TEXTO:
╭──

No dejó de prevenir entonces contra posibles ataques. Le parecía natural que los hubiera: si no hiciésemos nada, el diablo no los promovería; en cambio, las dificultades venían a ser una señal de estar en buen camino: "como la prueba del nueve", añadió bromeando. Y contó que, a raíz de la difusión de unos panfletos, le había escrito un obispo para darle la enhorabuena: "Eso mismo nos pasó a los Salesianos cuando empezamos el proceso de Beatificación de San Juan Bosco; hubo unas calumnias tremendas contra el santo y contra sus hijos. Ahora que la Santa Sede ha empezado el proceso de Beatificación del Fundador de la Obra ‑decía este buen obispo‑, es natural que el diablo se revuelva. ¡Que sea enhorabuena!"

El 12 de mayo de 1981 tuvo lugar en el Palacio de Letrán la sesión de apertura del proceso, presidida por el Cardenal Poletti. Asistió un puñado de personas, las que cabían en la sala. Fue un acto solemne y sobrio, lleno de sentido sobrenatural y espíritu de oración, como recalcó el Cardenal Vicario en su discurso.

Seis días después, el 18 de mayo, el Cardenal Tarancón, Arzobispo de Madrid, constituyó el Tribunal para el proceso cognicional con testigos de habla castellana o residentes en España. Para presidirlo, designó al P. Rafael Pérez, un agustino de gran prestigio, que había sido durante muchos años promotor de la fe -abogado del diablo- en la Santa Sede: tenía justa fama de ser muy riguroso y hacer las cosas bien. Los trabajos se desarrollaron día a día, en largas sesiones vespertinas, hasta que el 26 de junio de 1984 se llegó al solemne acto de clausura, presidido por Mons. Angel Suquía, Arzobispo de Madrid.

Tuve oportunidad de estar también presente, el 8 de noviembre de 1986, en la clausura del proceso en Roma, presidida por el Cardenal Poletti, en la Sala della Conciliazione del Palazzo Lateranense (donde se firmaron, en 1929, los Pactos de Letrán). Allí se encontraban Cardenales y obispos, así como embajadores acreditados ante la Santa Sede, y tal vez un millar de personas. El Cardenal Vicario de Roma insistió en una idea muy querida para él ‑Mons. Escrivá fue "un gran Fundador, que ha dejado una huella imborrable en la Iglesia y especialmente en la ciudad de Roma"‑, y concluyó manifestando un deseo:

"-La esperanza de todos nosotros es verlo pronto elevado al honor de los altares, y propuesto como modelo de vida cristiana para la Iglesia universal. Vayan nuestras oraciones para solicitar del Señor esta gracia".

╰──

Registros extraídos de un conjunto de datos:
╭──

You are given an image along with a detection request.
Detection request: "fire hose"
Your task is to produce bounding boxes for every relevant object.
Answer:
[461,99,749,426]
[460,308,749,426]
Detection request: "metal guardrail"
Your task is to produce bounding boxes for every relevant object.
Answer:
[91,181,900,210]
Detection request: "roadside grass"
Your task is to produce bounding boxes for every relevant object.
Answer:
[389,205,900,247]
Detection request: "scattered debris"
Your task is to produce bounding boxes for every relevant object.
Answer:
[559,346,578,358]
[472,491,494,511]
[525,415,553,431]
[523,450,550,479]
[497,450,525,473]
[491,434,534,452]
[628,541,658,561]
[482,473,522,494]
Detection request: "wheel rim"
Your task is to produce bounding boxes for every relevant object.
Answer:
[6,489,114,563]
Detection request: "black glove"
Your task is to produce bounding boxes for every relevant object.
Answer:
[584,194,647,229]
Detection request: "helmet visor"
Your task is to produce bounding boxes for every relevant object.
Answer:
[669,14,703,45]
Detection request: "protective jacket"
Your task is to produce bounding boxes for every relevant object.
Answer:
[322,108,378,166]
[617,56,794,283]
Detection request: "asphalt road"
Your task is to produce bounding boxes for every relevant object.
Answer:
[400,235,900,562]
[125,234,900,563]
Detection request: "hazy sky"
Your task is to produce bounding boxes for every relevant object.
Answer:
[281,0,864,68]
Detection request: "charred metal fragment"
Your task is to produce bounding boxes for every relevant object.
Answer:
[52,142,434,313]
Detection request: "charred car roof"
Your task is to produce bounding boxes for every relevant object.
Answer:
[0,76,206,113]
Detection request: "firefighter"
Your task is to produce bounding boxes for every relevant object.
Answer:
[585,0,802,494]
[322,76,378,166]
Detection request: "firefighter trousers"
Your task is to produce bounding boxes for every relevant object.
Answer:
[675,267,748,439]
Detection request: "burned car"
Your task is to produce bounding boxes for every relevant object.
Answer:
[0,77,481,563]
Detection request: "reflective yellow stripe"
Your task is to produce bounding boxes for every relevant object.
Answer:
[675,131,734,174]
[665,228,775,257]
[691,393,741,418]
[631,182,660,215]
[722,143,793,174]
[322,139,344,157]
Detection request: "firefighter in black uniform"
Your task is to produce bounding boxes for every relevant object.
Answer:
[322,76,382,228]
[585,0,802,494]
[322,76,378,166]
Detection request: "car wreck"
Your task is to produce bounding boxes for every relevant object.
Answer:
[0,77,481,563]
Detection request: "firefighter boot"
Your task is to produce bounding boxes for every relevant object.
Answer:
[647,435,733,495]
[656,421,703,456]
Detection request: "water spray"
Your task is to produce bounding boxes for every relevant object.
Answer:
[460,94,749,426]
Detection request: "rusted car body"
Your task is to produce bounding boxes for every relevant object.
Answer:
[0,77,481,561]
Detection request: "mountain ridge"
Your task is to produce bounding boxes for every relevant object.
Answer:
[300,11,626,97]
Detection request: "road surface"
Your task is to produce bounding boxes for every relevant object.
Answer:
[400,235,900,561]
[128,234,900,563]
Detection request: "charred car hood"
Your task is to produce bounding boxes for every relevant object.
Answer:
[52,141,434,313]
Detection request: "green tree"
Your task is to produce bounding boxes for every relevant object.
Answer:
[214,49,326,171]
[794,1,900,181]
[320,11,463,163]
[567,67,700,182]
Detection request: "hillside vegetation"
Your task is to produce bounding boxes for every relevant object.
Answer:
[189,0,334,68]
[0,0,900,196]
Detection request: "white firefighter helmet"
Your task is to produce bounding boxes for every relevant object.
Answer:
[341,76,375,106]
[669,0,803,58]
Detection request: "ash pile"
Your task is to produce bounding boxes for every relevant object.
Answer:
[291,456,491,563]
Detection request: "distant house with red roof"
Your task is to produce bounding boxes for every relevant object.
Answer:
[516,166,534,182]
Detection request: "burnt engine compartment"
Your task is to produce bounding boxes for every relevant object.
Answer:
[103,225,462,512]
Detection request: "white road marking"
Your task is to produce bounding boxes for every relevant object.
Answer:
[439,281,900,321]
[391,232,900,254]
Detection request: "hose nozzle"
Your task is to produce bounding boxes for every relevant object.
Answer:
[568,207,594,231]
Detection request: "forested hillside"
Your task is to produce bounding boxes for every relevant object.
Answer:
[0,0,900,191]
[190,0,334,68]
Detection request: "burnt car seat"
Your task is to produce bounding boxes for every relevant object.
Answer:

╰──

TU TAREA:
Por favor, contesta estas preguntas a partir del texto:
(a) ¿Dónde se celebró la sesión de apertura del proceso el 12 de mayo de 1981?
(b) ¿A quién designó el Cardenal Tarancón para presidir el Tribunal de Madrid?
(c) ¿En qué fecha se clausuró el proceso en Roma?
Los registros son material independiente del texto.

SOLUCIÓN DEL EJERCICIO:
(a) En el Palacio de Letrán.
(b) Al P. Rafael Pérez, un agustino.
(c) El 8 de noviembre de 1986.